== Your instructions ==
Copy out the stretch of the listing from the line containing "Where can the white sheet" through the end of the listing, word for word.

──────

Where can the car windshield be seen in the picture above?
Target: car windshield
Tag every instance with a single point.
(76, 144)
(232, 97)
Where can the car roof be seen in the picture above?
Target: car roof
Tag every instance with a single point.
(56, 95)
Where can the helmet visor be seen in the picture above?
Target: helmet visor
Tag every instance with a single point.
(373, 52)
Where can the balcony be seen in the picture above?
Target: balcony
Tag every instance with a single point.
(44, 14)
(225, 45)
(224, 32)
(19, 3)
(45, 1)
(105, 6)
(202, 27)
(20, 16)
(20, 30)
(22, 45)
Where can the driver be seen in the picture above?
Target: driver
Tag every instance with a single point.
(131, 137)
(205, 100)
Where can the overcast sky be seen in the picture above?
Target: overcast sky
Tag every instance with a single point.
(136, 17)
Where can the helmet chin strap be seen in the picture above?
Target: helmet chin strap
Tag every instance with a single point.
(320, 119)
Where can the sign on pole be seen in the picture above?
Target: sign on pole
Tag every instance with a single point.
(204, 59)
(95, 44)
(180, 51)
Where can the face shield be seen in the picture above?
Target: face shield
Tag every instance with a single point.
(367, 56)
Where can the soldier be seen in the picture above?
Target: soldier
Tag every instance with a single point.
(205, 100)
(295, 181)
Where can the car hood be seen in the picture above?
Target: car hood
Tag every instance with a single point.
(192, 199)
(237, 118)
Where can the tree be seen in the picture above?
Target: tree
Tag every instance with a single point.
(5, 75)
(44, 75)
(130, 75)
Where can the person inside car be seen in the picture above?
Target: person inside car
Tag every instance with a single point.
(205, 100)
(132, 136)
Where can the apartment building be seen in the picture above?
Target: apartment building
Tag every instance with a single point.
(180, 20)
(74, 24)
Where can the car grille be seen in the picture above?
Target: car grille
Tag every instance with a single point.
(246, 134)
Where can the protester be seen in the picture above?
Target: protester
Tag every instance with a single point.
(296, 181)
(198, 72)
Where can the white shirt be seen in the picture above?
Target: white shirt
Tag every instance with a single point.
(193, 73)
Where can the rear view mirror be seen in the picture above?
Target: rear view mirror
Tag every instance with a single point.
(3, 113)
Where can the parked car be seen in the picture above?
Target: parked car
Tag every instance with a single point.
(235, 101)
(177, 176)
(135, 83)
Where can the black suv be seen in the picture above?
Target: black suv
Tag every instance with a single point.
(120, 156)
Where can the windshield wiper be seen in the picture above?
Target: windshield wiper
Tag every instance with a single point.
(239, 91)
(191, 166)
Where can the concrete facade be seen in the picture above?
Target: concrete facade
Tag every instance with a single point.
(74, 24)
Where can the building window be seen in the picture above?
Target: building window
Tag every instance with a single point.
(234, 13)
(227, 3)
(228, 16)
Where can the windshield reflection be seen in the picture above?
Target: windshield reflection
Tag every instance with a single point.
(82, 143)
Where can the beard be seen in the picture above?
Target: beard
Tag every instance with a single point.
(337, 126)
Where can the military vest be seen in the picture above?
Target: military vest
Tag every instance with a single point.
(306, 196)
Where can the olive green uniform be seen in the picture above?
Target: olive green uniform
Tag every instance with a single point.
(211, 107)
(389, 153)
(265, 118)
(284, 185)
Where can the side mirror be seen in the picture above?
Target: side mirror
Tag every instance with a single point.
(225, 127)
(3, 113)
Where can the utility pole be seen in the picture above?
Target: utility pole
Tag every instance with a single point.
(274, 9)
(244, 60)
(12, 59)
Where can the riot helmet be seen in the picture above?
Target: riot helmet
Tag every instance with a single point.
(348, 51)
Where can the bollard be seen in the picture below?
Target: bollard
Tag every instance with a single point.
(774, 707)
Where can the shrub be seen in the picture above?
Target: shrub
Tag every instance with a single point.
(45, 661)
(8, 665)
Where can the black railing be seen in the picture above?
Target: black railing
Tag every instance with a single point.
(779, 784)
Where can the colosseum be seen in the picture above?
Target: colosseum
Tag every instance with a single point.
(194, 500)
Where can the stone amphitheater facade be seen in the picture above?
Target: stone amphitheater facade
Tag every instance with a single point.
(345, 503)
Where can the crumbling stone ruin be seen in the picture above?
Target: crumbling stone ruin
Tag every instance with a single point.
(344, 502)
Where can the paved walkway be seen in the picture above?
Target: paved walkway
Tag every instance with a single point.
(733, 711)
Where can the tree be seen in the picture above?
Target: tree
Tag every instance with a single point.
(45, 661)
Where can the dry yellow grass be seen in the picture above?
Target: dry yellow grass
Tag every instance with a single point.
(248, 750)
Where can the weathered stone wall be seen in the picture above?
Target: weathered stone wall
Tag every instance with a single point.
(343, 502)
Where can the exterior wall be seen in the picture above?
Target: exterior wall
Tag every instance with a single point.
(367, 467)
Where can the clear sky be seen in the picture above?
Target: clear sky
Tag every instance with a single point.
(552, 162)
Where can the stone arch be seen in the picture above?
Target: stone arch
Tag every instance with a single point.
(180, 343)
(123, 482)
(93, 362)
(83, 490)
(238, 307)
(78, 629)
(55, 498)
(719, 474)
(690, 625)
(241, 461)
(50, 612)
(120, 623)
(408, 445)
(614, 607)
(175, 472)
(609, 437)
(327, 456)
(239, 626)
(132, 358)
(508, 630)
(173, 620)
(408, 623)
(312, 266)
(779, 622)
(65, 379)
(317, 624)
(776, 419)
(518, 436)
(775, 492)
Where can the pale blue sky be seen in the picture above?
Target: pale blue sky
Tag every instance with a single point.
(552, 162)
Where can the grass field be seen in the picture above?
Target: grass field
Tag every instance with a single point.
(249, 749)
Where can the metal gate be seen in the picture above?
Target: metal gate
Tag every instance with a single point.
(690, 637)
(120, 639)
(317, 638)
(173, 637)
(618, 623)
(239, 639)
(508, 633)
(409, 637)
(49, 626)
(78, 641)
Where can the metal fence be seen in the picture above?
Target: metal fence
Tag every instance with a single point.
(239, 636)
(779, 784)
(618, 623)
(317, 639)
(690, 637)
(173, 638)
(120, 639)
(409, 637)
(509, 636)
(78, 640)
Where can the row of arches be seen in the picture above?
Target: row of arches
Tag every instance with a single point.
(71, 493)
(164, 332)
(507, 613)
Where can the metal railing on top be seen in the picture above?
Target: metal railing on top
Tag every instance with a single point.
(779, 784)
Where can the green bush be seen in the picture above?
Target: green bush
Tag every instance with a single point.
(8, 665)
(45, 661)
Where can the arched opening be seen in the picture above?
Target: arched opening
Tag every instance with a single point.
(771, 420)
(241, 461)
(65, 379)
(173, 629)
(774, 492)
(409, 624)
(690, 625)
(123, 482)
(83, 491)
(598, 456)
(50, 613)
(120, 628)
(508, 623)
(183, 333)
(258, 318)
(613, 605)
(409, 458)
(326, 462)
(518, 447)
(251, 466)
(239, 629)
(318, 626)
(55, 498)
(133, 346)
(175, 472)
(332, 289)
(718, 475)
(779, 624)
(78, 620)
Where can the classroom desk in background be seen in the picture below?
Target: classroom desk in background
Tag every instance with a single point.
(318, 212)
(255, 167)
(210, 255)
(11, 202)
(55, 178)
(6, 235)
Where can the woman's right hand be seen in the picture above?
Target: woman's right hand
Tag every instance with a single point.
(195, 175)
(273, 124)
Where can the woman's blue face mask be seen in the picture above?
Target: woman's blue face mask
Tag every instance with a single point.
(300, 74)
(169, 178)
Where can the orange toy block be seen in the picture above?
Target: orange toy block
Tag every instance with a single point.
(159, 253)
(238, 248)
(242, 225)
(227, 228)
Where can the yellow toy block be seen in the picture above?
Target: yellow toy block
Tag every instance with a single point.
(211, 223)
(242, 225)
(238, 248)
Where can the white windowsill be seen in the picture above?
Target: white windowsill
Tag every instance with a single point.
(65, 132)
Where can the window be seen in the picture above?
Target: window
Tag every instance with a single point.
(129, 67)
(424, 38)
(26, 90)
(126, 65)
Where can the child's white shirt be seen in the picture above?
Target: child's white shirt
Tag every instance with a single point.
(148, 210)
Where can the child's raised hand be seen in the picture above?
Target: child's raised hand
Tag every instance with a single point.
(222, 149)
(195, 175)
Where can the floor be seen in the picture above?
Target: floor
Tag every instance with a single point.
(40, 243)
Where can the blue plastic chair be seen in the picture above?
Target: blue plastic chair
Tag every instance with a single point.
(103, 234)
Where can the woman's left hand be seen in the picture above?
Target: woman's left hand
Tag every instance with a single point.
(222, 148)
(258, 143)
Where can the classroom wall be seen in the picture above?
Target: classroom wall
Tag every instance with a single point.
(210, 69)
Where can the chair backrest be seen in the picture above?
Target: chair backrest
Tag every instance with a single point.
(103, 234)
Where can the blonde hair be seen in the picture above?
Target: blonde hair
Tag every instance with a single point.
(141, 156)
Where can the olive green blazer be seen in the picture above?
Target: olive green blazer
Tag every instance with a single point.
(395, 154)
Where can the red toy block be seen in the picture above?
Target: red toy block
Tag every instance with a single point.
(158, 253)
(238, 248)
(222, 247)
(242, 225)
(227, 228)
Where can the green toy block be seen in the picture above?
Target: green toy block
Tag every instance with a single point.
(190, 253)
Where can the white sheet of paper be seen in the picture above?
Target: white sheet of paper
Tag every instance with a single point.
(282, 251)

──────

== Answer for this exercise ==
Where can the white sheet of paper be seen in the picture above?
Target: white sheet of paper
Tag every instance with a single point.
(282, 251)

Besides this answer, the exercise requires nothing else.